- TASK DESCRIPTION
Reproduce word for word the part of the passage on the San Carlos budget that begins with "It is understandable" and ends with "the budget gap.".

- DOCUMENT SEGMENT
- Opening Delimiter -

It is understandable that the idea of contracting police services is worrisome and it is a decision not to take lightly. But the fact of the matter is that the city of San Carlos is facing a $3.5 million deficit in its $28 million budget and has faced a structural budget deficit for 10 years.
The city attempted to stem the flow with Measure U — a six-year half-cent sales tax increase that would have raised approximately $2 million a year. But voters said no with the measure only able to get 43 percent. Since then, the city has enacted a series of plans for cuts — some palatable, some not. Just this week, the City Council voted to outsource its parks maintenance to two landscape companies to save approximately $400,000 a year. That is not a large amount, but it is an earnest and difficult step toward bridging the budget gap.
A more weighty decision now centers on the city’s police force and whether it should entertain the idea of contracting it out to either Redwood City or the Sheriff’s Office.
Both would save the city approximately $2 million but vary in the details. The Sheriff’s Office proposal would staff a San Carlos bureau with 23 full-time employees, four part-time employees and 20 percent of a sergeant’s positions. Salaries and benefits are calculated at $6,030,000.

- Closing Delimiter -

- DATA BLOCK
- Opening Delimiter -

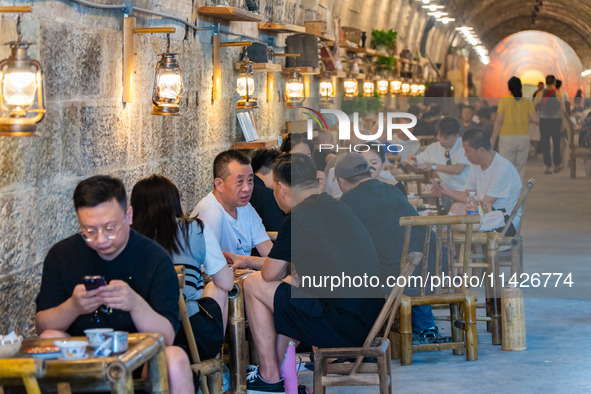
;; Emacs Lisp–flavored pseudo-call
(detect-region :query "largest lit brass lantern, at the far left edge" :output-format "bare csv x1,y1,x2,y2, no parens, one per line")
0,41,45,137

- Closing Delimiter -

- ANSWER TO THIS EXERCISE
It is understandable that the idea of contracting police services is worrisome and it is a decision not to take lightly. But the fact of the matter is that the city of San Carlos is facing a $3.5 million deficit in its $28 million budget and has faced a structural budget deficit for 10 years.
The city attempted to stem the flow with Measure U — a six-year half-cent sales tax increase that would have raised approximately $2 million a year. But voters said no with the measure only able to get 43 percent. Since then, the city has enacted a series of plans for cuts — some palatable, some not. Just this week, the City Council voted to outsource its parks maintenance to two landscape companies to save approximately $400,000 a year. That is not a large amount, but it is an earnest and difficult step toward bridging the budget gap.